Brief: How many lines in the items contain the string "arch"? Treat case as significant, and answer with the number alone.

Records from a point labeling set:
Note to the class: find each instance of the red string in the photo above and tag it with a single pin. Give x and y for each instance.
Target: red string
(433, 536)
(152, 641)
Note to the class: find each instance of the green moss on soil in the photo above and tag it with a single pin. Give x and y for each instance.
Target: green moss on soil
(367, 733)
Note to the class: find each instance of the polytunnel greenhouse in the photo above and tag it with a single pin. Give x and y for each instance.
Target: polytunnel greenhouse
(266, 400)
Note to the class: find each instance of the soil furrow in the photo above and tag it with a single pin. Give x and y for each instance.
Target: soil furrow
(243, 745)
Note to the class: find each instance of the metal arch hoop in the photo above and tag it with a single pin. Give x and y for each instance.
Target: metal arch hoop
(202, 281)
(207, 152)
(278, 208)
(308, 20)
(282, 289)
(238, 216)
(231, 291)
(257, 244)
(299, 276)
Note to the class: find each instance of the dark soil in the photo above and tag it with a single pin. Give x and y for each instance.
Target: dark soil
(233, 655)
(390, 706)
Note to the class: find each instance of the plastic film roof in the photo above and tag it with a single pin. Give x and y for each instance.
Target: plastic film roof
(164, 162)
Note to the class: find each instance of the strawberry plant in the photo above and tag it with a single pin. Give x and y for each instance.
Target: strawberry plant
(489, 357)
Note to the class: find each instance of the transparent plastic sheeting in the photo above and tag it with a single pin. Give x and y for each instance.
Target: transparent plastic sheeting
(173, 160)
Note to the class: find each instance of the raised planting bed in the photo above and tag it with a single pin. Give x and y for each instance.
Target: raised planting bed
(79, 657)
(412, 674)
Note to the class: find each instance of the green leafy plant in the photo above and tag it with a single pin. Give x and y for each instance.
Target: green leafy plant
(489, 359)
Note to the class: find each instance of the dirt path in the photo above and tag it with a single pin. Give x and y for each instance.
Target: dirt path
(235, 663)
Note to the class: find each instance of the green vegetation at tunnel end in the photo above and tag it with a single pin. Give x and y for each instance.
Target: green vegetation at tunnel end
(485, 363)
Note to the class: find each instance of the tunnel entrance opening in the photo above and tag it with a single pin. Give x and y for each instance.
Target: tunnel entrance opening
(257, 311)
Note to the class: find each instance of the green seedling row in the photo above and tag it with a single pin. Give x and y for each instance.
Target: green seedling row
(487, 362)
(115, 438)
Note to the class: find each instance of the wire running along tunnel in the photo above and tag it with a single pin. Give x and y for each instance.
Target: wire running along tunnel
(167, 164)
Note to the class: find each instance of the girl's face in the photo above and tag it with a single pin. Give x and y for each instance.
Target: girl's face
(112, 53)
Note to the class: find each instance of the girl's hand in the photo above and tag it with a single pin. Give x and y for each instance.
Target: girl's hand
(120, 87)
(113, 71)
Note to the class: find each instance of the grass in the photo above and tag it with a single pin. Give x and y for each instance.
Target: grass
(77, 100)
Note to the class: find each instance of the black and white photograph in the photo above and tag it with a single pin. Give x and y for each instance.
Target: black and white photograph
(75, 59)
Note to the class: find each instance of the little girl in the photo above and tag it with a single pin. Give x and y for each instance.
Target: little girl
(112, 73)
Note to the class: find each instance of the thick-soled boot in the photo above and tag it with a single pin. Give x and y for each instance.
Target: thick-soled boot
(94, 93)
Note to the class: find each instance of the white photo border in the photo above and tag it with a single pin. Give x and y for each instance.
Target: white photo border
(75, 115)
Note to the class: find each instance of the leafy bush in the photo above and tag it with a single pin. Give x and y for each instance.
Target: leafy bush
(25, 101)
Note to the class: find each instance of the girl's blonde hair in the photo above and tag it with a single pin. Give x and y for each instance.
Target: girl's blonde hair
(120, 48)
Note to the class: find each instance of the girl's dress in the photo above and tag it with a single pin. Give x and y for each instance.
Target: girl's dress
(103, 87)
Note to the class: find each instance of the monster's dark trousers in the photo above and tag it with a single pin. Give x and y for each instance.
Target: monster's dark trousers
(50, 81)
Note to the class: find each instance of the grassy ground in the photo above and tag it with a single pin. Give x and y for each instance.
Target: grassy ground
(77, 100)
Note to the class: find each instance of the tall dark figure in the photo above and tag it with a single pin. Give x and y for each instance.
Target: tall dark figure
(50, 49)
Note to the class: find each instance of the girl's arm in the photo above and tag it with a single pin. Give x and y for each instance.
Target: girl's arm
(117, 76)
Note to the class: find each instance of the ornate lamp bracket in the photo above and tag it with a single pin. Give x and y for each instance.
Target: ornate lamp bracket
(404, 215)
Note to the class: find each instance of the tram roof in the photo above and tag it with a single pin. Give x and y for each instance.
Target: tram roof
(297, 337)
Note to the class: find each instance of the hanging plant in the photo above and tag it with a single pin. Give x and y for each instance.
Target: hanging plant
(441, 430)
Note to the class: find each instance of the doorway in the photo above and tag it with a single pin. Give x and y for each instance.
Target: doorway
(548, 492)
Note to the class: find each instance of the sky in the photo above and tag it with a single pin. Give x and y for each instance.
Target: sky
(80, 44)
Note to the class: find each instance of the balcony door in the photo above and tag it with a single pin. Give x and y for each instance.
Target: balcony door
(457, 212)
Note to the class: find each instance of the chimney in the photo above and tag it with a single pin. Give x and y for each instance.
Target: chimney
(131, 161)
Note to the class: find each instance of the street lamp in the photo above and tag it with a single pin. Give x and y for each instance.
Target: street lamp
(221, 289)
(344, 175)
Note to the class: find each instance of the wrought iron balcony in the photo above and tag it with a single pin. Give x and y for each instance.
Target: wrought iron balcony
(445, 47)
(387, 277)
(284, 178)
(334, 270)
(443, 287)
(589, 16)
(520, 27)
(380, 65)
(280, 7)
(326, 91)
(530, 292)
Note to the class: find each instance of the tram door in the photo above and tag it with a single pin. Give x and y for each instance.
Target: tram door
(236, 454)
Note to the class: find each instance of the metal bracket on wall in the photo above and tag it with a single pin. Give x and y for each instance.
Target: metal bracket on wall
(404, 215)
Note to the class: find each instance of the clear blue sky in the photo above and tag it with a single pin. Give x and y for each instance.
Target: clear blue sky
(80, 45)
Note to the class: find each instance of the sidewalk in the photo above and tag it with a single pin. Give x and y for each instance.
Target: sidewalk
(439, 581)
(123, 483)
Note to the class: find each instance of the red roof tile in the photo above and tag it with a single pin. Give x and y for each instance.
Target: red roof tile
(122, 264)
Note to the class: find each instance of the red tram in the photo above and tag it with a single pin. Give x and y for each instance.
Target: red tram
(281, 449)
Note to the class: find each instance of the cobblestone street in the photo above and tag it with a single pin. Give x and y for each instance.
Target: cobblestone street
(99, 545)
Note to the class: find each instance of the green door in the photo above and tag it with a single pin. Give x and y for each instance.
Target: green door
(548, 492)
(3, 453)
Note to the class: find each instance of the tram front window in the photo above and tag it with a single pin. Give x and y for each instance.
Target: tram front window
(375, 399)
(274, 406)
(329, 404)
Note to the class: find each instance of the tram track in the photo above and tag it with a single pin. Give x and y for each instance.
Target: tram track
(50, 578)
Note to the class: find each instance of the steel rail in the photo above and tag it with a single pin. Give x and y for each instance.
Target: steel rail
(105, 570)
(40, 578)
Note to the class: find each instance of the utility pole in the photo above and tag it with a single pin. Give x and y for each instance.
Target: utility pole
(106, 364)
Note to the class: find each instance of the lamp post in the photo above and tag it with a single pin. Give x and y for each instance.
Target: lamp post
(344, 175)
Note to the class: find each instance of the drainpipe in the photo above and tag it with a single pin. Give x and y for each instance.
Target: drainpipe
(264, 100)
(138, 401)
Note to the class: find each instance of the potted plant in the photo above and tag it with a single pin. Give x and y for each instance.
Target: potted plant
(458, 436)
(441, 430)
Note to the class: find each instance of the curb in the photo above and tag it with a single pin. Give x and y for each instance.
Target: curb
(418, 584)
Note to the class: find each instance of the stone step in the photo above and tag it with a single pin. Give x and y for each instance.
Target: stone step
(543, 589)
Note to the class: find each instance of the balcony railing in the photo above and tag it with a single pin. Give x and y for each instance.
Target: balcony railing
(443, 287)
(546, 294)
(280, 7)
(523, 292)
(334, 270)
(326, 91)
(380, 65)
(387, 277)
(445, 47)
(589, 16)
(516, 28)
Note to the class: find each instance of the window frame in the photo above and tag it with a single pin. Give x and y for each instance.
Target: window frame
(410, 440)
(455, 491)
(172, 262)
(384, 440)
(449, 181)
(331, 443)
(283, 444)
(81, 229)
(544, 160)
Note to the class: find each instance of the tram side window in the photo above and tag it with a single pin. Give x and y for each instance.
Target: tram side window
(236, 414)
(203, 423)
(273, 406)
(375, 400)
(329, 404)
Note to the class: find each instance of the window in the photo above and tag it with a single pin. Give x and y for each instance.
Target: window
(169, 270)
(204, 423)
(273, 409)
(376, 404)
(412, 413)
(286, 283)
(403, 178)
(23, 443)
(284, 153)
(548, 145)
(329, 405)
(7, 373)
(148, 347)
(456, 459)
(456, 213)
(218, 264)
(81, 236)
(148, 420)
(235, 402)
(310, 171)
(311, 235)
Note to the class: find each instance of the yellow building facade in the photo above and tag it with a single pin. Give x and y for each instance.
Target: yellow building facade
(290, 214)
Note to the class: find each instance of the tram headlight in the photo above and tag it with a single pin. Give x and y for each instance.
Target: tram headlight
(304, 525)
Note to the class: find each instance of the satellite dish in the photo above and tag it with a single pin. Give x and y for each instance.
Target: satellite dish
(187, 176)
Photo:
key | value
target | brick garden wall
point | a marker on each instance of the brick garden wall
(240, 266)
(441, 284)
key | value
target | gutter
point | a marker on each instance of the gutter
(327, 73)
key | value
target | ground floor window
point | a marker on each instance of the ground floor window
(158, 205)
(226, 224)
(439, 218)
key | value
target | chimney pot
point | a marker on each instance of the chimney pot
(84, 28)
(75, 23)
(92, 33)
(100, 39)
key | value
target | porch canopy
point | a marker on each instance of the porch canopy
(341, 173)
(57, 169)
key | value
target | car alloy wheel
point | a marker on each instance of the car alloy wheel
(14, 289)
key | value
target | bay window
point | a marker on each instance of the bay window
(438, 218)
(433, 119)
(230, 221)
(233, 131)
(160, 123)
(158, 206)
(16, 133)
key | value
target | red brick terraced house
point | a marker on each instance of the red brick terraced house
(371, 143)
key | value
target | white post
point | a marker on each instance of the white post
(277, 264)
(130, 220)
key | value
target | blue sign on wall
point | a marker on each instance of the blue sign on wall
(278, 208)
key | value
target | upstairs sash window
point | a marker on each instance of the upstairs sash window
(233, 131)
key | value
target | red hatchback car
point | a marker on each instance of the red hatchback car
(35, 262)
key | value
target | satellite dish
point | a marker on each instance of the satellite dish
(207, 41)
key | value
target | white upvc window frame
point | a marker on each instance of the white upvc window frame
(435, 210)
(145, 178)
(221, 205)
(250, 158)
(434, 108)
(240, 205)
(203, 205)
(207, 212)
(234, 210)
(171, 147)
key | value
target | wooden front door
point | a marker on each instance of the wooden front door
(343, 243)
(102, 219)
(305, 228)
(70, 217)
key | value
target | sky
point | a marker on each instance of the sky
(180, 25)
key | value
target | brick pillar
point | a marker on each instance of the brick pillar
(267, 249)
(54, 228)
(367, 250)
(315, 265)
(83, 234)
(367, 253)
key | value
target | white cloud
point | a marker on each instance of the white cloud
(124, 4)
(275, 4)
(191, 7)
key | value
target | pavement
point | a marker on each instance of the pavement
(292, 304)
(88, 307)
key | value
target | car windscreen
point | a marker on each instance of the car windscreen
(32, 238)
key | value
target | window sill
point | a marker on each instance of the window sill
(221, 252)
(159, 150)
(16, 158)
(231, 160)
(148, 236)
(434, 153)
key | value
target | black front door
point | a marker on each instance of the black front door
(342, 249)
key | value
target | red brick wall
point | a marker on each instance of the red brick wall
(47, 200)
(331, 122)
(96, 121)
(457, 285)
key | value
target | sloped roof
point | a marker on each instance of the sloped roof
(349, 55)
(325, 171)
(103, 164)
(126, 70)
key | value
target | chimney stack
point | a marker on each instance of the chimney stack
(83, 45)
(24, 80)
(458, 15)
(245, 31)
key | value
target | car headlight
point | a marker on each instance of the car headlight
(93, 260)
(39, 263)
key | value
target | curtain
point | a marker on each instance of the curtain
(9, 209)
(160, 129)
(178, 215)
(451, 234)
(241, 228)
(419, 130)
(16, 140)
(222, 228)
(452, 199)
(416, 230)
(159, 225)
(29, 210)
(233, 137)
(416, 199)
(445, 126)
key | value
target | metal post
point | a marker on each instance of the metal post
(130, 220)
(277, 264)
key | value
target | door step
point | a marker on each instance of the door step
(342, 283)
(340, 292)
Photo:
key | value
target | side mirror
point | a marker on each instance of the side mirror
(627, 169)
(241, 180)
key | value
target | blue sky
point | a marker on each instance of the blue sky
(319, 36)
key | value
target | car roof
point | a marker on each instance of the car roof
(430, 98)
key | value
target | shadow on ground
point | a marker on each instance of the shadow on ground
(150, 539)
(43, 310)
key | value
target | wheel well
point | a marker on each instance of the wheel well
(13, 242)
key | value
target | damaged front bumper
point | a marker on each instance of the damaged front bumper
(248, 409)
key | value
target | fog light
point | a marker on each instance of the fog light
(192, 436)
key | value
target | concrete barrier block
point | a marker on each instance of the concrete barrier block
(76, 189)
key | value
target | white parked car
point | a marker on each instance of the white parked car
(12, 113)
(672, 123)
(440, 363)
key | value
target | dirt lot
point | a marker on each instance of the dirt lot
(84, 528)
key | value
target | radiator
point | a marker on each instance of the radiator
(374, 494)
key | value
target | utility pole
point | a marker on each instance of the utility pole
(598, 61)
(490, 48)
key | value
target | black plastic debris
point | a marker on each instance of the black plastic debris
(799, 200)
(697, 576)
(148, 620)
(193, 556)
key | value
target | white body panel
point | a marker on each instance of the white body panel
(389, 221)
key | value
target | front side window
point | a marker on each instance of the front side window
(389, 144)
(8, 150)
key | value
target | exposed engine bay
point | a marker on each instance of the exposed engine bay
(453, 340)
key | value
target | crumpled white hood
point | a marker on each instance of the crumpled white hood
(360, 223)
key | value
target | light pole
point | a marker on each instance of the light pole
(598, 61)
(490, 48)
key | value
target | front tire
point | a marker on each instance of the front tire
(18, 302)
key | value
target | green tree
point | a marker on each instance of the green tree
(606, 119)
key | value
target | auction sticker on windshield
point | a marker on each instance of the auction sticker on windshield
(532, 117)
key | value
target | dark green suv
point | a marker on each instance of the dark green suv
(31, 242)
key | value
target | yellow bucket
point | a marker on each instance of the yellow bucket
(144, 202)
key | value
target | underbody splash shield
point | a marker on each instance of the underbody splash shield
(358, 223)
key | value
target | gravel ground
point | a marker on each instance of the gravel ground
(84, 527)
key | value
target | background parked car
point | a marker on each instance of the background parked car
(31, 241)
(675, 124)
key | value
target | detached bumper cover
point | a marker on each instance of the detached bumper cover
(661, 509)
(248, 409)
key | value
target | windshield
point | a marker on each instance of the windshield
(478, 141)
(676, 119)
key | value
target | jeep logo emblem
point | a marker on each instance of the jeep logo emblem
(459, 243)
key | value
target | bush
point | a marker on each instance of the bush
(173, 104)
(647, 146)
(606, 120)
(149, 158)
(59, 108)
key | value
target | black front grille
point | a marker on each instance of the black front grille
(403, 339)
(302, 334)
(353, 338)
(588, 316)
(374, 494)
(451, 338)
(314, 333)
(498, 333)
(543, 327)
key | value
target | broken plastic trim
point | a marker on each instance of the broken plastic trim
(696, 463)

Answer to this exercise: 2